**Task to carry out:**
Could you return each of the entries below verbatim, line for line, without changing a single character?

**Stored data:**
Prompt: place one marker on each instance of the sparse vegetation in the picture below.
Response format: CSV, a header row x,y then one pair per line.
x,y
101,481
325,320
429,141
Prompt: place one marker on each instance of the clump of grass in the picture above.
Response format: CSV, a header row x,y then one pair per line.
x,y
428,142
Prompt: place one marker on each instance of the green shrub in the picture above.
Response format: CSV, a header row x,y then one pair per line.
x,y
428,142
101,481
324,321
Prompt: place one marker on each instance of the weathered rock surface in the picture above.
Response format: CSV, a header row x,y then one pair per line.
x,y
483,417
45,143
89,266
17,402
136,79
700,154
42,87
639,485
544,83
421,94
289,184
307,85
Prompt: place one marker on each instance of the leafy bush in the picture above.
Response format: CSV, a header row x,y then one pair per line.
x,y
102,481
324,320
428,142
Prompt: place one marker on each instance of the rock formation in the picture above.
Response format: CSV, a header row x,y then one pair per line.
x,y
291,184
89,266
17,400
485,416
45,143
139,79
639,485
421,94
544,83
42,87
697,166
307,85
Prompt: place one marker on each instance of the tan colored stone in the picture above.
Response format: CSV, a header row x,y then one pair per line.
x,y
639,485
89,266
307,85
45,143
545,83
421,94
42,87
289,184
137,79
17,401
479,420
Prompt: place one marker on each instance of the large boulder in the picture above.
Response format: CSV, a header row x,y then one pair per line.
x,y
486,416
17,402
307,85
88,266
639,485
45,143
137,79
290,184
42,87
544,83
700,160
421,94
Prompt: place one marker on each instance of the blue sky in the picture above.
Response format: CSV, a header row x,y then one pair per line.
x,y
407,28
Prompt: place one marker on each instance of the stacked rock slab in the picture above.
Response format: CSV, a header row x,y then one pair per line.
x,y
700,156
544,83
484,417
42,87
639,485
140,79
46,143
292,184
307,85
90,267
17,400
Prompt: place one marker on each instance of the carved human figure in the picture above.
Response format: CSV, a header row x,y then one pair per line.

**Expected answer:**
Prompt: place one marker on each instance of the sparse vegetation in the picture below.
Response format: CSV, a header row x,y then one pair per line.
x,y
101,481
325,320
429,141
Prompt: place one marker on each instance of the clump of grass in the picture above.
Response format: CSV, a header row x,y then one pair per line.
x,y
428,142
Prompt: place one marker on each instance of the green shrub in the picture above.
Response format: CSV, a header row x,y then one pair per line.
x,y
428,142
101,481
324,321
Prompt: place one marker on each instance of the weathered rock surface in the picture above.
Response format: CSV, a header row x,y then one pair per line.
x,y
483,417
45,143
89,266
17,402
136,79
700,154
42,87
639,485
544,83
421,94
289,184
307,85
Prompt: place one marker on each instance of the leafy bush in the picture above.
Response format: CSV, a header row x,y then one pair per line.
x,y
102,481
324,320
428,142
Prompt: place one marker on each instance of the rock formation in the picture above.
Response format: CSV, a header row x,y then one pair per line.
x,y
291,184
89,266
17,400
485,416
45,143
139,79
639,485
421,94
544,83
42,87
697,166
307,85
Prompt: place one marker on each instance of the tan colored stone in the picture above.
Response format: CSV, a header row x,y then one pair per line.
x,y
639,485
89,266
307,85
45,143
545,83
421,94
42,87
289,184
137,79
17,401
479,420
Prompt: place one marker on each instance of the large boulder in the picture above.
Response format: CSV, a header row x,y then one pair per line.
x,y
486,416
17,402
307,85
88,266
639,485
45,143
137,79
290,184
42,87
544,83
700,160
421,94
Prompt: place one marker on each instance of the blue sky in the picture above.
Response format: CSV, a header row x,y then one pair per line.
x,y
407,28
Prompt: place one marker on each instance of the stacked rock slab in the picture above.
Response format: CSV, a header row x,y then one pair per line.
x,y
700,156
544,83
484,417
42,87
639,485
140,79
46,143
292,184
307,85
90,267
17,400
Prompt: place one marker on each instance of the carved human figure in the picture above.
Response format: CSV, a header row x,y then one pair per line.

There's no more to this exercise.